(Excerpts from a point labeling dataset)

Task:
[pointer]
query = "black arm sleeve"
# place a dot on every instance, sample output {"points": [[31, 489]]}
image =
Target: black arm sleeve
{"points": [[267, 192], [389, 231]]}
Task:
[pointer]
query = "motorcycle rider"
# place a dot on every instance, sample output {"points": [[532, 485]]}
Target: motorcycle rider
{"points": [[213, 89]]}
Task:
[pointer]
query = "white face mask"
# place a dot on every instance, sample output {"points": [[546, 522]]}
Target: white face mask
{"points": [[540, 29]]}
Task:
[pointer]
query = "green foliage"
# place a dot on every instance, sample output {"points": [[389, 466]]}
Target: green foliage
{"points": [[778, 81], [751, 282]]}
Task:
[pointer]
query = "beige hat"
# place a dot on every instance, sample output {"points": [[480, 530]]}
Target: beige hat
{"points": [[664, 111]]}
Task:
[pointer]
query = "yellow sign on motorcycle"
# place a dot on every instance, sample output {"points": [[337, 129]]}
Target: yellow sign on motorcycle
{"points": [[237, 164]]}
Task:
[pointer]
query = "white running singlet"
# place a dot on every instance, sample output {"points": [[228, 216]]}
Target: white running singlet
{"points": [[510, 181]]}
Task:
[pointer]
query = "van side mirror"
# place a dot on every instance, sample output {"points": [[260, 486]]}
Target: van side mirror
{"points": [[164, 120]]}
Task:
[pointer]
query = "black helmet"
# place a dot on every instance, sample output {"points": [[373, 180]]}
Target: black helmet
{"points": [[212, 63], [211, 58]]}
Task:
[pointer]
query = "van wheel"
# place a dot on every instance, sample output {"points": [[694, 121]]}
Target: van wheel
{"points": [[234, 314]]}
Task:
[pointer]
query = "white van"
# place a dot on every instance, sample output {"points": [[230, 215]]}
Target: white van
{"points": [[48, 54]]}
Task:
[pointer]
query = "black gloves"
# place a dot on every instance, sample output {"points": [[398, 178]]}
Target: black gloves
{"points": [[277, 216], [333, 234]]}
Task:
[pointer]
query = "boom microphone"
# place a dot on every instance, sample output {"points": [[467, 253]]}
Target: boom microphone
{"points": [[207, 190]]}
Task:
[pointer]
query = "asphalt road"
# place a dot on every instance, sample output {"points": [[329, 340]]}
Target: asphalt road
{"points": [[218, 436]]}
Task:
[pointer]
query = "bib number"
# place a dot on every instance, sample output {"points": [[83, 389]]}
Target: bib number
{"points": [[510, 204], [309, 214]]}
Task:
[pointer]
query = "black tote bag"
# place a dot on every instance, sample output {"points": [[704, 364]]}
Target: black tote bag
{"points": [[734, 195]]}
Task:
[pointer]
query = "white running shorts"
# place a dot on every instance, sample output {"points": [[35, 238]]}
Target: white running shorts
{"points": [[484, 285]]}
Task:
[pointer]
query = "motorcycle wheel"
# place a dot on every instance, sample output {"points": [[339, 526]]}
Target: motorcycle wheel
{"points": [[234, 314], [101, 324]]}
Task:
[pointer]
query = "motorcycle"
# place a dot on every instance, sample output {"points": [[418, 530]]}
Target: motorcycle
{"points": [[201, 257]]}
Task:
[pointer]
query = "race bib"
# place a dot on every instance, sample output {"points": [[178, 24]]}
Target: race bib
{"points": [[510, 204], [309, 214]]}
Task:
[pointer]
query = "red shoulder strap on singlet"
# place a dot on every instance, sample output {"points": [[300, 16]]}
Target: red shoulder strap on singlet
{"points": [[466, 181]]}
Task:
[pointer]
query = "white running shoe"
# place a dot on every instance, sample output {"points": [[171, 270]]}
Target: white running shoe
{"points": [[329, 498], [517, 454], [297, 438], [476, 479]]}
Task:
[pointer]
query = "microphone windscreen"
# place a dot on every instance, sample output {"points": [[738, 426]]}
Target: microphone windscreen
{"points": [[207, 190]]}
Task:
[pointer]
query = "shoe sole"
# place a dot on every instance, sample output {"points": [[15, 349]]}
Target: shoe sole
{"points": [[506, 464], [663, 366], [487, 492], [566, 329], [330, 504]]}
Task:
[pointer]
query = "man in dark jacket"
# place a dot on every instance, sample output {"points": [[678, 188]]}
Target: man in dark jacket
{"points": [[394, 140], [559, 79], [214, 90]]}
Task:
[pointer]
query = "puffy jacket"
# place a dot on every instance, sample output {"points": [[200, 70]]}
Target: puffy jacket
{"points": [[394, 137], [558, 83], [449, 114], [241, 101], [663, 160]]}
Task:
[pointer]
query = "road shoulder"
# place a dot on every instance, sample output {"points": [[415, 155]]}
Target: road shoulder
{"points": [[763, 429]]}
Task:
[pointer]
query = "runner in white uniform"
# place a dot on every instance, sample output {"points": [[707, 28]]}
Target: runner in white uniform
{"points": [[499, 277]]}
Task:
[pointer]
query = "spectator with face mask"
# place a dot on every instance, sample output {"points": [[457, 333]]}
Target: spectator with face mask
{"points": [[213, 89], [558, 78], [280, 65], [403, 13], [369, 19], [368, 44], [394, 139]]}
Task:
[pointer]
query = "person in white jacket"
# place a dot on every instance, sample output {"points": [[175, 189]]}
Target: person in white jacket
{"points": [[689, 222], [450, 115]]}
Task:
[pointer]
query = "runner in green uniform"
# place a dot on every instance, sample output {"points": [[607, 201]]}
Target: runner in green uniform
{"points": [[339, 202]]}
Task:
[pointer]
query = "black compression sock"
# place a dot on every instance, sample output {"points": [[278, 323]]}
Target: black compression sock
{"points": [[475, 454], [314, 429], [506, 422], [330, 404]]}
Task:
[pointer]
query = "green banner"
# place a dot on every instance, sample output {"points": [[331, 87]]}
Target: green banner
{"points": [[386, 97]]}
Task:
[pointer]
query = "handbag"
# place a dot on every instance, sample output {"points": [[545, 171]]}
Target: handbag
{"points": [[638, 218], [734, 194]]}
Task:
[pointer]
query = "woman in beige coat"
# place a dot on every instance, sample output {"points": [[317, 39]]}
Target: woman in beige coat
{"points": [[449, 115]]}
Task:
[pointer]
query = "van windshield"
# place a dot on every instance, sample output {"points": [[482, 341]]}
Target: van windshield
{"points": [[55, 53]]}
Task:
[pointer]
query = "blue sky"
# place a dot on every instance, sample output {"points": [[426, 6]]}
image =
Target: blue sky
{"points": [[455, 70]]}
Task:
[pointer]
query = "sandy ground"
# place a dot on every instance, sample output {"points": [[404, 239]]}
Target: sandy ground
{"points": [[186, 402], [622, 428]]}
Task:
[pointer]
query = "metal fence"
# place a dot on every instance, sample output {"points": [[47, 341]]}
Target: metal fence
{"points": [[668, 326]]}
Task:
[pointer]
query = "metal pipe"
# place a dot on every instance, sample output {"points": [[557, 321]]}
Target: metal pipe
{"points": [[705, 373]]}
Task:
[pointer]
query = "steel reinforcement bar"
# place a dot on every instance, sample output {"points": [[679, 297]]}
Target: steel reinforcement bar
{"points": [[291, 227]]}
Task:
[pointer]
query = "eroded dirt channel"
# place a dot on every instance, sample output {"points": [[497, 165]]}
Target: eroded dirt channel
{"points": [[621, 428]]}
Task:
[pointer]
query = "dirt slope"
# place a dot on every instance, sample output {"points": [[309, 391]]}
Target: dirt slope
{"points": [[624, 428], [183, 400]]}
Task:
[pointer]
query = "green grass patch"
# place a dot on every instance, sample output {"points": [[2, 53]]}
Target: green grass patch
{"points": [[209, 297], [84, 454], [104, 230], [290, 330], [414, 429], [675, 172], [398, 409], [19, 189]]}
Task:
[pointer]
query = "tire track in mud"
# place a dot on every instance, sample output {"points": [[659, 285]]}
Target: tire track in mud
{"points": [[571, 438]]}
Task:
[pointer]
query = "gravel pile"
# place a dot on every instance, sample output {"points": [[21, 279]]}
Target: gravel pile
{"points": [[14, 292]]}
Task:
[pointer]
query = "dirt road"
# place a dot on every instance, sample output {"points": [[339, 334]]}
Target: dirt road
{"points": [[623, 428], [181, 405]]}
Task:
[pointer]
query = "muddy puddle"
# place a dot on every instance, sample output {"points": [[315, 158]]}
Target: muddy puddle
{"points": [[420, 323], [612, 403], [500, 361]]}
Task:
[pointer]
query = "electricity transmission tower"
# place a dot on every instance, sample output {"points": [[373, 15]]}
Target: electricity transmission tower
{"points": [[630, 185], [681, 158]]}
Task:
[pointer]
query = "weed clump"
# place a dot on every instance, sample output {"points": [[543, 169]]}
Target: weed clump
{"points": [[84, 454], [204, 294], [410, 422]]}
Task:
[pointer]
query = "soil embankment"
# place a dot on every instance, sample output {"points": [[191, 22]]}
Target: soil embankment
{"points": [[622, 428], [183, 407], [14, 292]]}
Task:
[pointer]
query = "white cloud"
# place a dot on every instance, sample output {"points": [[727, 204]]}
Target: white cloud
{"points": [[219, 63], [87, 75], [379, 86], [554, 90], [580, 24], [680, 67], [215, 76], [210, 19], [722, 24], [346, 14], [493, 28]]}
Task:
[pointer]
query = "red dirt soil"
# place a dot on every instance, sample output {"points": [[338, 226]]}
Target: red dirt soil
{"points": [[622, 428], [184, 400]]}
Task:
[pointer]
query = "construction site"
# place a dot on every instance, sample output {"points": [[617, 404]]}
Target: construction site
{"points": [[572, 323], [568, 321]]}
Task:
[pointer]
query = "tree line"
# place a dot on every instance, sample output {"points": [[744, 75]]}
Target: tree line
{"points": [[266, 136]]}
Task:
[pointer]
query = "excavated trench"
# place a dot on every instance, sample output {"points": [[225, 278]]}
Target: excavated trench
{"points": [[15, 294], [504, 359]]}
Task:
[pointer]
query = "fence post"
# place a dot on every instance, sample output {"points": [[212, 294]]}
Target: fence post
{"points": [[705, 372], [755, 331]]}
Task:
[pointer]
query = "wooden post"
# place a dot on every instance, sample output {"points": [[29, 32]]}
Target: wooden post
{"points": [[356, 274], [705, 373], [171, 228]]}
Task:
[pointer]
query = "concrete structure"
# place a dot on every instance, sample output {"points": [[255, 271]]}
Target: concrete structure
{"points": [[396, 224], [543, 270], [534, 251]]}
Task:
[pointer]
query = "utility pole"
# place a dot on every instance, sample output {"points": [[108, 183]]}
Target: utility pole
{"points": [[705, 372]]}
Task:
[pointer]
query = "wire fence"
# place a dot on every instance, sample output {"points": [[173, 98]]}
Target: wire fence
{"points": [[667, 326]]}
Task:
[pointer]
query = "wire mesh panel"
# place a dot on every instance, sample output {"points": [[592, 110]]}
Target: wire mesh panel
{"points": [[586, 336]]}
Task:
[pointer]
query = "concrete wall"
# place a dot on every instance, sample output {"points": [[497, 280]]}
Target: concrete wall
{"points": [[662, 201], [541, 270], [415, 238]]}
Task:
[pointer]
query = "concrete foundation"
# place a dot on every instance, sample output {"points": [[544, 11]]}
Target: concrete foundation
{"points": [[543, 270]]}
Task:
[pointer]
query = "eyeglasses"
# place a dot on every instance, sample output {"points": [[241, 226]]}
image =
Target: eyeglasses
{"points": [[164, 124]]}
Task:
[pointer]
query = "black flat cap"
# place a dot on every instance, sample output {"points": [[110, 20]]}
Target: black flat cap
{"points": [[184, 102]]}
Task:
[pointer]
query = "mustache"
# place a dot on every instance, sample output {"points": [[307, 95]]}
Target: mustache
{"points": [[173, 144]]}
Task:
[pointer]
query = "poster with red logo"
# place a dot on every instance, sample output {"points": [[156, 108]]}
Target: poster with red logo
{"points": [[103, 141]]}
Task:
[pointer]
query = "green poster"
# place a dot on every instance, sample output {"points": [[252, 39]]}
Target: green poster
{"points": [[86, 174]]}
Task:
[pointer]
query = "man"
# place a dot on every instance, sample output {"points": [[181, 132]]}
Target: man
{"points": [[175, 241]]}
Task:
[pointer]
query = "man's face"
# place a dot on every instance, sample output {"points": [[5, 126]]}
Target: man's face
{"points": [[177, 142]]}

◆ **Task goal**: How many lines of the material contain the string "dirt", with case counting? Reply with the number alone.

◆ **Task response**: 8